What is asked
Count the lines in the rows that contain the string "hair", and give only that number.

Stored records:
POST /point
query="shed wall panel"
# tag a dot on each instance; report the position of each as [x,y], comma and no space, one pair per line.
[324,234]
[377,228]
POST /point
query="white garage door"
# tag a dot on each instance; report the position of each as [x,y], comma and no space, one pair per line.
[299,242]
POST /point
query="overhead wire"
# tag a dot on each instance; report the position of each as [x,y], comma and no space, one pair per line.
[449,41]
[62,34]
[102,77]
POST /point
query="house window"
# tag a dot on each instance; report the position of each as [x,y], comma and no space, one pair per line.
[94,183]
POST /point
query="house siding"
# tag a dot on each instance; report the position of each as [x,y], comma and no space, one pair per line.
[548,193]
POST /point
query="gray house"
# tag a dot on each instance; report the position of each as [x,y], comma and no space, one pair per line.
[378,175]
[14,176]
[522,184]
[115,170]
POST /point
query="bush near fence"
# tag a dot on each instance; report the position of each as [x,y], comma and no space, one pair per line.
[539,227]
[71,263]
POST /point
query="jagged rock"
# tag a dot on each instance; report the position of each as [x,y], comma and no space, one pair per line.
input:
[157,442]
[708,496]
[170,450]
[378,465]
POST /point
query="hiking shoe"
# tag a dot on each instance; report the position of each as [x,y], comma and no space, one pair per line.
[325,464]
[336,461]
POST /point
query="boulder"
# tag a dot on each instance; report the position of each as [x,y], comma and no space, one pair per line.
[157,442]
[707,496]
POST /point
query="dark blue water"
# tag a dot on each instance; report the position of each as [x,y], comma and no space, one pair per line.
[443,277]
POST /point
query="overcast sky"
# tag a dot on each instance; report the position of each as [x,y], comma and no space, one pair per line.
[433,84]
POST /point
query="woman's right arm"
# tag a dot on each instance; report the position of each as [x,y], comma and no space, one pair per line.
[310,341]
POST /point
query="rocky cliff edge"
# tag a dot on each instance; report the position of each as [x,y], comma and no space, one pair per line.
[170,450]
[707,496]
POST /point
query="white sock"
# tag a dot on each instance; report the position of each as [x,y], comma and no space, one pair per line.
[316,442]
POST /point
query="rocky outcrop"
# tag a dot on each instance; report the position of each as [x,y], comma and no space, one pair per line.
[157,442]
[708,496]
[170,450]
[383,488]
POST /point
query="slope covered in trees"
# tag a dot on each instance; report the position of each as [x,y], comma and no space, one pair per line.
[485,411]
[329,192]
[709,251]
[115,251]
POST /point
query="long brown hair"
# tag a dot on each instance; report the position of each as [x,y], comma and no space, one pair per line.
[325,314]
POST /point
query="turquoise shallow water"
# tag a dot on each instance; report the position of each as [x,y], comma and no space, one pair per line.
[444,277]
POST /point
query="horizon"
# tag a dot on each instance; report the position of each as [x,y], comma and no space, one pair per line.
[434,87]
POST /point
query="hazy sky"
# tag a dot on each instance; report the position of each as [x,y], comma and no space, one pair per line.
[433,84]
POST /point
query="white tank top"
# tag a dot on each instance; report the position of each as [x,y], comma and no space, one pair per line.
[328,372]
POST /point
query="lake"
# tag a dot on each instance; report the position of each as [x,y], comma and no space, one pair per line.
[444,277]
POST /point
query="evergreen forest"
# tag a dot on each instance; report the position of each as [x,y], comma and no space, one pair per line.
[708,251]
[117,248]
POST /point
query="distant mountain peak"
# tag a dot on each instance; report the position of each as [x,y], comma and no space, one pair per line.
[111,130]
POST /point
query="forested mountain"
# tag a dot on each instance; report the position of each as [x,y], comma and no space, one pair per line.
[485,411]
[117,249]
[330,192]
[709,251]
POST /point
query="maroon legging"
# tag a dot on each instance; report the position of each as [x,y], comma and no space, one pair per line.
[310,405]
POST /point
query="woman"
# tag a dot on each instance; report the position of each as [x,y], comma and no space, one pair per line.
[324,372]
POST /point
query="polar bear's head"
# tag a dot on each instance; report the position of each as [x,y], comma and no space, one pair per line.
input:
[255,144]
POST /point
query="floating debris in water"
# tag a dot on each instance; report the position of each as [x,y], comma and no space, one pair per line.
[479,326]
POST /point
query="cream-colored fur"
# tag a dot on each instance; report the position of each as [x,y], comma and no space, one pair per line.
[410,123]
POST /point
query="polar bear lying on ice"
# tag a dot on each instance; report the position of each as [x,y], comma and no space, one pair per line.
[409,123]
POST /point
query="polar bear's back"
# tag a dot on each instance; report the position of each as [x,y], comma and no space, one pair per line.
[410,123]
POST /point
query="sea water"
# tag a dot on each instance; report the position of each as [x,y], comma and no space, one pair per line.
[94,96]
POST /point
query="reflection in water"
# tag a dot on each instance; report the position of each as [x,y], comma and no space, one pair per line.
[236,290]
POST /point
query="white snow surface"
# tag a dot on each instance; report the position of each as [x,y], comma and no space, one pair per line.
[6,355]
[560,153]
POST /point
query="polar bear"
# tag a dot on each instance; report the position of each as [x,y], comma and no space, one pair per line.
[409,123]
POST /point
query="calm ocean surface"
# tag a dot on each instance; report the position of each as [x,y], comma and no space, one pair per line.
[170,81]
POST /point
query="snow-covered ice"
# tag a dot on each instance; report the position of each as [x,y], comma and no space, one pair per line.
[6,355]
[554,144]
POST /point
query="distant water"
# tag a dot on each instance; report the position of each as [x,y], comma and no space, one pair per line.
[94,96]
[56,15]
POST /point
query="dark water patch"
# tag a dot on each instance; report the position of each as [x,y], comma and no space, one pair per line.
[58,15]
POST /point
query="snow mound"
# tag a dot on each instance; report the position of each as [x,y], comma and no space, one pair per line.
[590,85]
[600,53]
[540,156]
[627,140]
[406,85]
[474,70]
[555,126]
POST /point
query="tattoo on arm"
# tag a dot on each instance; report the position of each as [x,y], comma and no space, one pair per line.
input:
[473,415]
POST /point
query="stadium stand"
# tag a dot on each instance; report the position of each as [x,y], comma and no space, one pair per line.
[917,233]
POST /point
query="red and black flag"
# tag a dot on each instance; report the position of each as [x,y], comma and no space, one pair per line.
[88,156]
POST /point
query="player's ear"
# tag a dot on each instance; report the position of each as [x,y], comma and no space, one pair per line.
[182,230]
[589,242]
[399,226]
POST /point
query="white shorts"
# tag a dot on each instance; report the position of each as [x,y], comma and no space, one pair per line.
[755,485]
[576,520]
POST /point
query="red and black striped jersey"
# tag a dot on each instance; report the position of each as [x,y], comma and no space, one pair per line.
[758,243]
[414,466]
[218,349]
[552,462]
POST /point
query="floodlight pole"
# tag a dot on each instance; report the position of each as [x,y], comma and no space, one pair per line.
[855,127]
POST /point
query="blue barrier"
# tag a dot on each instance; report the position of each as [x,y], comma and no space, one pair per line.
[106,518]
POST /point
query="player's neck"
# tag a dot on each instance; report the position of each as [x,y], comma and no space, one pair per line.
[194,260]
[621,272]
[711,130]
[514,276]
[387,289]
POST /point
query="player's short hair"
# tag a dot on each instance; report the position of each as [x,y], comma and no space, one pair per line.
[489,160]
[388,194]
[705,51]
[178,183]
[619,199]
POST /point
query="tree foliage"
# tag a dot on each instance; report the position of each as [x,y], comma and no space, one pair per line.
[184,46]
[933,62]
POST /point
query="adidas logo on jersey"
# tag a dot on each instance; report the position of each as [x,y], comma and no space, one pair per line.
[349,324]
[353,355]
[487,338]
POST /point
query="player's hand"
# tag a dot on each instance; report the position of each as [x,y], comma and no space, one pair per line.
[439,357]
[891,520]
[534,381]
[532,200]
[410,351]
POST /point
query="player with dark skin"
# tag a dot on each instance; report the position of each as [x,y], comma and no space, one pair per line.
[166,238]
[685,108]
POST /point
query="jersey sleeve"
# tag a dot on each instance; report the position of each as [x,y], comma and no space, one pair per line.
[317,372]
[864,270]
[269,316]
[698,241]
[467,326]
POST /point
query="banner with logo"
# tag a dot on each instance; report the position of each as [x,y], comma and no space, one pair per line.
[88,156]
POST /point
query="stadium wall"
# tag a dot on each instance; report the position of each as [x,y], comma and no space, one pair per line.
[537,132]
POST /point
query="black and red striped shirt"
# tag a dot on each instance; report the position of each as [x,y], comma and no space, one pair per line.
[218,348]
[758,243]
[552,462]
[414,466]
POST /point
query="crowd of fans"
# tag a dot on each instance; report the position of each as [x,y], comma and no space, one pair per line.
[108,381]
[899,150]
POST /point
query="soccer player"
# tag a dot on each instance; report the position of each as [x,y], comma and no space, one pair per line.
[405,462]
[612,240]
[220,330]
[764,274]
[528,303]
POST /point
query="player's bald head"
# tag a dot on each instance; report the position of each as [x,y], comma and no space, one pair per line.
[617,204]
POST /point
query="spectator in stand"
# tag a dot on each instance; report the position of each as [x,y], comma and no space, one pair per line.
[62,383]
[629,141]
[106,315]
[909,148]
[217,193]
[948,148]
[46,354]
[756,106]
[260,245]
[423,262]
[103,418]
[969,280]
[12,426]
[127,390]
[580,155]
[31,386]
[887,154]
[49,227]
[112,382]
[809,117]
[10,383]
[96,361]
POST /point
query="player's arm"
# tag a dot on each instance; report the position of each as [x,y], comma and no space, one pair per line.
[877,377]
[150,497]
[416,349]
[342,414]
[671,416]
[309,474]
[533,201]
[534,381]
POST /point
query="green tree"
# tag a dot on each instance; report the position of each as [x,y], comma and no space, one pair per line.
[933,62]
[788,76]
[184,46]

Solution
2